Task details>
With the images removed, repeat the data below exactly.

+---+

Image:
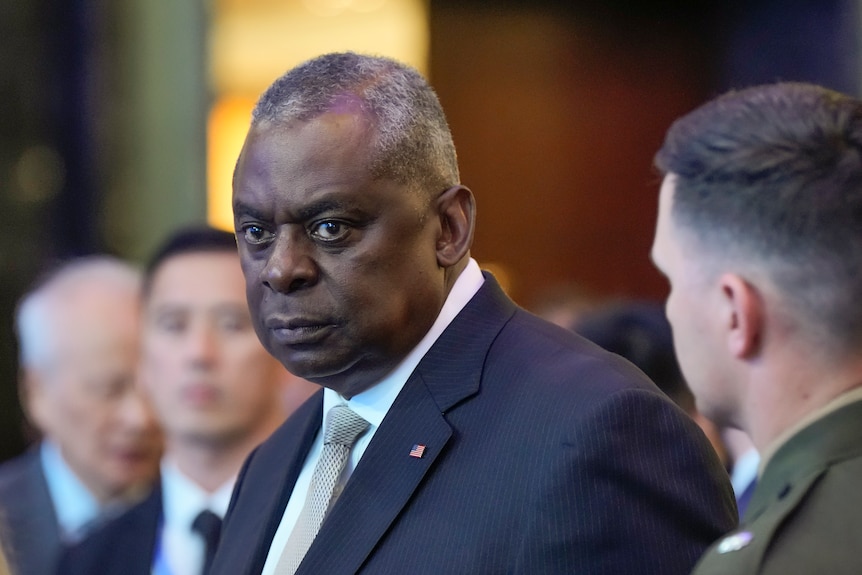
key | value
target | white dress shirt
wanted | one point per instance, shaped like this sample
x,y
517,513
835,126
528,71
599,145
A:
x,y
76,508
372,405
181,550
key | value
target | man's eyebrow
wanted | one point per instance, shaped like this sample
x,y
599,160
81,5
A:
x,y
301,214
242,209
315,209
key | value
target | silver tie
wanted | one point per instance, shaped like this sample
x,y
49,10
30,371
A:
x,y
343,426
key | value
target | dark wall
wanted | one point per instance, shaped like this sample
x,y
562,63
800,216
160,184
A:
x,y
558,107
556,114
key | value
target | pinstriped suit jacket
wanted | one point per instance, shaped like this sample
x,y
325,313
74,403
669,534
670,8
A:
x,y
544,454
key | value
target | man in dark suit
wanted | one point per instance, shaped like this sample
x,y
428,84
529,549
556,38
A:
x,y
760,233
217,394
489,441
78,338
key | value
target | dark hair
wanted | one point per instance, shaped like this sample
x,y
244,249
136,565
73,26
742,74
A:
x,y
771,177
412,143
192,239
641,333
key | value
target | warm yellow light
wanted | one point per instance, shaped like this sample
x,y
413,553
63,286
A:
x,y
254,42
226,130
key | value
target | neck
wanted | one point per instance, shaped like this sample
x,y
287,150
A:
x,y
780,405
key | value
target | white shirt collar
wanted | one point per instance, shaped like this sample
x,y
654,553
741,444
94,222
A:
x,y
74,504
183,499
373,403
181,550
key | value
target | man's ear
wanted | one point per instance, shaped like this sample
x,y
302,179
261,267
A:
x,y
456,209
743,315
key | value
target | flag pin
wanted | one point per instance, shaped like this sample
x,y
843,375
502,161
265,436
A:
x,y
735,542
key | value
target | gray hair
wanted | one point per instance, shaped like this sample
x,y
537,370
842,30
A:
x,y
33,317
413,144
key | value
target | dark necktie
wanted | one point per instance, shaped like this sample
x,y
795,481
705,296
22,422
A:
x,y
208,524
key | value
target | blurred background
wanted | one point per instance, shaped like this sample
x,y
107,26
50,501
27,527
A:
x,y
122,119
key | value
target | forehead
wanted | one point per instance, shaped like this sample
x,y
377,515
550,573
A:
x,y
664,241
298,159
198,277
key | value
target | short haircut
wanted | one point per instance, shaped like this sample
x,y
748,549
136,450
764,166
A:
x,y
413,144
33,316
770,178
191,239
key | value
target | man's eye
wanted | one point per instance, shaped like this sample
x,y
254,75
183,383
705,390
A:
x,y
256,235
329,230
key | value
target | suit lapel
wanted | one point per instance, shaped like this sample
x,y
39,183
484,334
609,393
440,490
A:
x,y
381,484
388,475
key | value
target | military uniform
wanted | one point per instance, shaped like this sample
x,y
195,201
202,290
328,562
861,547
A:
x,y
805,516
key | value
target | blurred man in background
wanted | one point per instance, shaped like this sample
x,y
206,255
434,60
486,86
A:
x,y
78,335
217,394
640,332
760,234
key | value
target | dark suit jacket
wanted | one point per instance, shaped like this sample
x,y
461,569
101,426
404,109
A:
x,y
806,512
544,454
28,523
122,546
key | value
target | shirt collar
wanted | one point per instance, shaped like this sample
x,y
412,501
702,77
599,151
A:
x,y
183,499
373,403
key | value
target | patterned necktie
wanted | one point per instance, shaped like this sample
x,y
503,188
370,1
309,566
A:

+---+

Response to this exercise>
Image:
key | value
target | white dress shirt
wanted | one point per instance, shaped like this sample
x,y
517,513
835,126
528,71
599,145
A:
x,y
76,508
372,405
181,550
key | value
target | man's eyebrow
wanted | one point per instance, shaped like this sample
x,y
599,160
81,5
A:
x,y
301,214
242,209
315,209
key | value
target | silver tie
wanted | one point per instance, shaped like this sample
x,y
49,10
30,371
A:
x,y
343,426
key | value
target | dark wall
wanted | one point per instance, shaped like this sample
x,y
562,63
800,216
160,184
A:
x,y
558,107
556,114
key | value
target | pinstriped suit jacket
wanted | one point per instance, shaped like this sample
x,y
325,313
74,403
669,534
670,8
A:
x,y
544,454
key | value
target | man in dark suit
wanted | one point per instance, shaped like this sample
x,y
428,84
529,549
556,38
A:
x,y
760,233
217,394
489,441
78,338
key | value
target | dark hair
wanted | one point per instance, shaped like this sample
x,y
244,249
136,565
73,26
742,74
A:
x,y
771,177
412,143
192,239
641,333
key | value
target | warm yellow light
wanted | one point per instance, shaped like this sample
x,y
413,553
63,286
A:
x,y
254,42
226,130
key | value
target | neck
wanted | one point per instance, shaped like this sample
x,y
287,150
A:
x,y
780,405
key | value
target | white shirt collar
wanted | one point per instance, shaped like this sample
x,y
654,553
741,444
94,222
A:
x,y
74,504
183,499
373,403
181,550
key | value
target | man's ear
wanted | one point per instance, shaped like this sample
x,y
302,179
261,267
A:
x,y
456,209
743,315
key | value
target | flag pin
wanted | one point per instance, shaped like this sample
x,y
843,375
502,161
265,436
A:
x,y
735,542
key | value
target | gray hair
wanted | one point per instance, shaped like this sample
x,y
537,370
842,30
A:
x,y
33,317
413,144
key | value
target | dark necktie
wanted | one point per instance, shaped like this sample
x,y
795,481
705,296
22,422
A:
x,y
208,524
key | value
target | blurred background
wanted | one point per instance, shaped like this sample
x,y
107,26
50,501
27,527
A:
x,y
122,119
key | value
target | forehead
wanted | one point per instance, shaped like this sample
x,y
377,515
550,573
A:
x,y
664,241
298,159
198,277
key | value
target | short haircut
wanted | one point per instance, shaped like this sample
x,y
748,549
136,450
764,166
A:
x,y
413,144
33,316
770,178
191,239
key | value
target | man's eye
wanted | one point per instance, shaped like this sample
x,y
254,75
183,383
705,390
A:
x,y
256,235
329,230
key | value
target | suit lapel
wanted | one point per instance, shaped like this sample
x,y
39,183
484,334
609,393
440,490
A:
x,y
381,484
388,475
key | value
target | military uniform
wanted | one point per instance, shaped like this sample
x,y
195,201
202,290
328,562
861,547
A:
x,y
805,516
key | value
target | blurred man in background
wanted | one point per instance, shaped like this sample
x,y
206,255
434,60
486,86
A:
x,y
78,335
217,394
640,332
760,234
key | value
target | dark suit jacket
wanted | one point per instance, shaped like this sample
x,y
461,569
101,426
404,109
A:
x,y
806,512
544,454
28,523
122,546
key | value
target | shirt collar
wanted | one point per instance, shaped like this sample
x,y
412,501
702,77
599,151
A:
x,y
183,499
373,403
key | value
target | patterned necktie
wanted | one point per instance, shaped like this sample
x,y
503,188
370,1
309,566
A:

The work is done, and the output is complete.